### EXERCISE INSTRUCTIONS
Beginning with the line where "handrail. Return only the coordinates." appears, restate the lines word for word through the last one in the listing.

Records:

########################################

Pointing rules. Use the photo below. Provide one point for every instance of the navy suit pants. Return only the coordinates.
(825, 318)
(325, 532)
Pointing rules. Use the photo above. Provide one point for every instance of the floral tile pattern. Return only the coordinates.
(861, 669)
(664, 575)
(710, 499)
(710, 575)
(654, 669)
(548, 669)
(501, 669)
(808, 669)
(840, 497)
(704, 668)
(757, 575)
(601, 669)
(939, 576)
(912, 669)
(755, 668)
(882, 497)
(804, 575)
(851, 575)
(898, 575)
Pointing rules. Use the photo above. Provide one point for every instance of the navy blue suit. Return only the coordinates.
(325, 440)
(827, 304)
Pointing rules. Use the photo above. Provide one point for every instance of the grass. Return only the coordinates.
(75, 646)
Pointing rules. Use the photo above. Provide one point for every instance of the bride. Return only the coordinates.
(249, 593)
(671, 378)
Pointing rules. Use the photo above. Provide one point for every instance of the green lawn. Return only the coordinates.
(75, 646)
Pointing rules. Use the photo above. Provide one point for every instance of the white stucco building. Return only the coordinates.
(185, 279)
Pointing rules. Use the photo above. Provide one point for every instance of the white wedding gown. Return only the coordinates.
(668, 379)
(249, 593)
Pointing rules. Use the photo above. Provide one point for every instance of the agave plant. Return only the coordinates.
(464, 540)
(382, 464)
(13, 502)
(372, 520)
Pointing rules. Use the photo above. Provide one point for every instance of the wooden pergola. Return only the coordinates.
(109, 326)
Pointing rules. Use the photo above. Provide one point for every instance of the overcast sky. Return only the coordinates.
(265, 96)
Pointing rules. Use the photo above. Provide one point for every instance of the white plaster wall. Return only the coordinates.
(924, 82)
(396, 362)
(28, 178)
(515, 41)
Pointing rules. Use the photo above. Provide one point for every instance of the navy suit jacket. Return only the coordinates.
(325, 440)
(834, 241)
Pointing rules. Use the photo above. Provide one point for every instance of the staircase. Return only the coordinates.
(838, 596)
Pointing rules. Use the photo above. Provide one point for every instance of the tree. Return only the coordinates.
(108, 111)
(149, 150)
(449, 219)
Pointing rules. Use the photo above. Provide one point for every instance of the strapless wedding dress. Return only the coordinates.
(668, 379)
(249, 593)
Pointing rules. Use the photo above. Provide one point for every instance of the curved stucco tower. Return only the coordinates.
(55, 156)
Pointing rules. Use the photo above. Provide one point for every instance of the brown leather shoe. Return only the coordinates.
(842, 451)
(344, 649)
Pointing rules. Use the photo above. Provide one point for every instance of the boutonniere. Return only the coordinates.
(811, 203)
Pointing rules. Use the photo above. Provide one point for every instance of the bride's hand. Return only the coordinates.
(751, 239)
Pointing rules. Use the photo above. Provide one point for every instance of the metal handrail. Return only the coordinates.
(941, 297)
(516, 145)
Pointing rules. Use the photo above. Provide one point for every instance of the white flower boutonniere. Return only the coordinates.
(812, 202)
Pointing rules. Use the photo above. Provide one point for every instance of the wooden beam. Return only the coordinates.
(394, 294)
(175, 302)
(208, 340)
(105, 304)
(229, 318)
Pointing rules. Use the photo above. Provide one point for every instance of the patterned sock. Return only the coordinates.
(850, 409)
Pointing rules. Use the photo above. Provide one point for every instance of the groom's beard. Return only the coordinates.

########################################

### TASK ANSWER
Pointing rules. Use the photo above. Provide one point for every instance of the metal handrail. Return only the coordinates.
(941, 297)
(516, 145)
Pointing rules. Use the photo above. Provide one point for every instance of the white flower boutonniere. Return only the coordinates.
(812, 202)
Pointing rules. Use the photo above. Provide one point for every instance of the wooden beam. Return only the coordinates.
(394, 294)
(175, 302)
(208, 340)
(105, 304)
(229, 318)
Pointing rules. Use the photo above. Provide one point for every instance of the patterned sock. Return only the coordinates.
(850, 409)
Pointing rules. Use the photo above. Provide one point for every instance of the groom's beard. Return only the coordinates.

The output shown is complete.